(Labeled region records)
+ + + + + + +

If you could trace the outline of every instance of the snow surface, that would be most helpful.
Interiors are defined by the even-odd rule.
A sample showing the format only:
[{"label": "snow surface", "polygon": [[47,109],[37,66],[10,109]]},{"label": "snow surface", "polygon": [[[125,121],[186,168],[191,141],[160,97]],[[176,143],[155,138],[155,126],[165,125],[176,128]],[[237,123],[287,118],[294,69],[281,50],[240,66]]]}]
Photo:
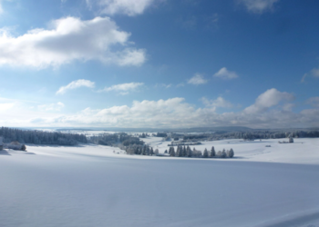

+ + + + + + +

> _WRITTEN INSTRUCTION_: Give again, unchanged, the lines from the start of the records through the line containing "A sample showing".

> _THE REPLY_:
If you could trace the outline of every instance of the snow surface, that would be most helpful.
Interiors are defined by the even-odd rule.
A sample showing the format only:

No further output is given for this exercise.